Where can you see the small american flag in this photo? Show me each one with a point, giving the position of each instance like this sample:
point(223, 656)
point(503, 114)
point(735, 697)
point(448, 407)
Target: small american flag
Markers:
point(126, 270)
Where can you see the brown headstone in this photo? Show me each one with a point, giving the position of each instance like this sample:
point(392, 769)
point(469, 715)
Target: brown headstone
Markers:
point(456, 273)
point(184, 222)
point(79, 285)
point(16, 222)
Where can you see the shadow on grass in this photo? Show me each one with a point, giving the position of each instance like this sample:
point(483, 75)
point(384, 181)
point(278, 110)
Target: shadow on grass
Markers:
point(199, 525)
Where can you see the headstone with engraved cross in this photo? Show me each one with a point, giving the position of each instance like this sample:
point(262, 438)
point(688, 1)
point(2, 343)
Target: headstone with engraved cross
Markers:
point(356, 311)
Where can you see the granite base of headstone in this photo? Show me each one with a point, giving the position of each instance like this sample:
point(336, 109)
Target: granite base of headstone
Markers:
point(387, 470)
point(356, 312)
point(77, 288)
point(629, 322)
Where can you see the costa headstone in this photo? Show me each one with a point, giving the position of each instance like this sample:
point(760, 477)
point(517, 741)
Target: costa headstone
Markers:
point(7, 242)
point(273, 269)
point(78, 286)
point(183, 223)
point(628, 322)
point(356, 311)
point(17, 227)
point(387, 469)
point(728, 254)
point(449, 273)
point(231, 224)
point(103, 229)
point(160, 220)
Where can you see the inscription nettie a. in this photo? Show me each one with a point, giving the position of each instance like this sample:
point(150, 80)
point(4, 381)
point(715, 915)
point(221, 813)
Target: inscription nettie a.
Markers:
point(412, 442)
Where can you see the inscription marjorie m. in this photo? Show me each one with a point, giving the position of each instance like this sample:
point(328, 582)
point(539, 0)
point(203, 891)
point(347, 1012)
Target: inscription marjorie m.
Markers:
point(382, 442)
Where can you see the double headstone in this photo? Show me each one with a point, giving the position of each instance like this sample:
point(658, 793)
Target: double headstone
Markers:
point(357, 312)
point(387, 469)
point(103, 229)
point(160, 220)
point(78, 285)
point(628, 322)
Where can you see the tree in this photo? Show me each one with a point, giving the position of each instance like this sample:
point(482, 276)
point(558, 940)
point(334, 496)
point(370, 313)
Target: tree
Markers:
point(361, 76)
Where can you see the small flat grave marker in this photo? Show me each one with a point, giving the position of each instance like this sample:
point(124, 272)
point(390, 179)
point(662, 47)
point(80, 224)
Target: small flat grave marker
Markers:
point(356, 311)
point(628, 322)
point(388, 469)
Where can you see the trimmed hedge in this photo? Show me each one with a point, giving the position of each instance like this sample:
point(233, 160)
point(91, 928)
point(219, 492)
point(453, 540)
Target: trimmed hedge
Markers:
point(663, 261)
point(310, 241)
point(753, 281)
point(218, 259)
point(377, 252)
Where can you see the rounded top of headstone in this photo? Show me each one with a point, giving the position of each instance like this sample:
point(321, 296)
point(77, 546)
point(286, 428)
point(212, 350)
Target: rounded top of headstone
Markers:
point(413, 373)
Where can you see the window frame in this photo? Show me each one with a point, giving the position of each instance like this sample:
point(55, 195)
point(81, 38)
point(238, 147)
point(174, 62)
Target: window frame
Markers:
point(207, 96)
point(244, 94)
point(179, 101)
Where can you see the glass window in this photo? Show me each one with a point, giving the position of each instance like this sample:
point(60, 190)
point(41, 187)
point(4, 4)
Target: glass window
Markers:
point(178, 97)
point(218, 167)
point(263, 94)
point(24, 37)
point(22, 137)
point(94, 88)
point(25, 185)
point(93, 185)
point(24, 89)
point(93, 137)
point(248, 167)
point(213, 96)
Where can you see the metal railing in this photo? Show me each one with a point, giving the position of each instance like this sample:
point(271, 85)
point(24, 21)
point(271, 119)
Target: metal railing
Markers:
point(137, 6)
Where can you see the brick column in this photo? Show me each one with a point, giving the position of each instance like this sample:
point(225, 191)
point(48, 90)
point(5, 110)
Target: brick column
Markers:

Short problem: Copy out every one of the lines above without changing anything in them.

Correct response:
Where can you see the small american flag in this photo? Show me each one with a point, giving the position of each instance like this sample:
point(223, 656)
point(503, 114)
point(735, 697)
point(448, 407)
Target: small american flag
Markers:
point(126, 270)
Where can you see the brown headstone in this photo? Show me each one with a point, giving the position of each instance like this sample:
point(392, 769)
point(469, 715)
Target: brown headstone
Markers:
point(456, 273)
point(184, 222)
point(79, 285)
point(16, 222)
Where can you see the shadow on grass in this photo? Show me each one with a point, giving the position of each instance like this sample:
point(483, 75)
point(384, 181)
point(278, 110)
Target: shadow on grass
Markers:
point(199, 525)
Where can you see the headstone with engraved cross in this photo? Show me each one with a point, giving the position of each instance like this sample:
point(262, 438)
point(688, 1)
point(2, 343)
Target: headstone with engraved cross
Markers:
point(356, 311)
Where can you see the granite base of headstone in this photo? Show me each one with a point, giving the position of each instance like this sample:
point(336, 109)
Target: granite base of headstone
Markers:
point(387, 470)
point(356, 312)
point(77, 288)
point(629, 322)
Where can you see the costa headstone in this photo? Show me each one with a point, giving the position of each instance like this sample:
point(760, 477)
point(517, 741)
Target: costa headstone
Markers:
point(7, 242)
point(273, 269)
point(78, 286)
point(183, 223)
point(628, 322)
point(356, 311)
point(17, 227)
point(387, 469)
point(728, 254)
point(449, 273)
point(231, 224)
point(103, 229)
point(160, 220)
Where can you see the inscription nettie a. in this photo? Show me each one with a point, giving the position of each instance like this sample:
point(150, 80)
point(4, 381)
point(715, 915)
point(221, 813)
Target: inscription nettie a.
Markers:
point(412, 442)
Where can you see the inscription marjorie m. in this photo? Show me each one with a point, giving the position of each instance like this sample:
point(328, 582)
point(539, 0)
point(203, 891)
point(347, 1012)
Target: inscription marjorie m.
Markers:
point(382, 442)
Where can you see the double headstone in this photo? Show me each one with a point, giving the position of each instance like this sample:
point(658, 793)
Target: double headstone
Markers:
point(357, 312)
point(387, 469)
point(103, 229)
point(160, 220)
point(78, 285)
point(628, 322)
Where can you see the tree in this photo? Show me each one with a point, giving the position of each instance like this sample:
point(482, 276)
point(558, 940)
point(334, 496)
point(370, 313)
Target: tree
Markers:
point(361, 76)
Where can you see the small flat grave marker in this photo? Show me each one with a point, giving the position of each instance like this sample:
point(124, 272)
point(390, 179)
point(662, 47)
point(80, 224)
Target: small flat grave marker
Markers:
point(356, 311)
point(628, 322)
point(388, 469)
Where can you see the trimmed hedge in this photo? Show me each one with a point, giving the position of each instance like this sample:
point(233, 160)
point(91, 928)
point(219, 492)
point(453, 540)
Target: trimmed hedge
Markers:
point(663, 261)
point(310, 241)
point(753, 281)
point(218, 259)
point(377, 252)
Where can you see the rounded top of headstone in this photo? Show me each one with a point, giving the position of each instance like this sample:
point(321, 296)
point(77, 546)
point(286, 428)
point(212, 350)
Target: rounded top of headstone
Markers:
point(413, 373)
Where can you see the window frame in this photo? Show me each one with a point, giving the position of each instance like this sample:
point(55, 195)
point(81, 38)
point(238, 147)
point(174, 62)
Target: window frame
Markers:
point(207, 96)
point(244, 94)
point(179, 101)
Where can you see the glass window in this photo? Show me each one with a point, giving the position of each instance like this sample:
point(60, 190)
point(41, 187)
point(4, 4)
Target: glass window
Markers:
point(178, 97)
point(218, 167)
point(263, 94)
point(24, 37)
point(22, 137)
point(94, 88)
point(25, 185)
point(93, 185)
point(24, 89)
point(93, 137)
point(248, 167)
point(213, 96)
Where can you see the metal railing in this photo? Show me each one with a point, giving the position of each instance like this sample:
point(271, 85)
point(24, 21)
point(271, 119)
Target: metal railing
Markers:
point(137, 6)
Where can you see the brick column in this photo? Show me each one with a point, giving the position of each instance like this sample:
point(225, 191)
point(48, 90)
point(5, 110)
Target: brick column
Markers:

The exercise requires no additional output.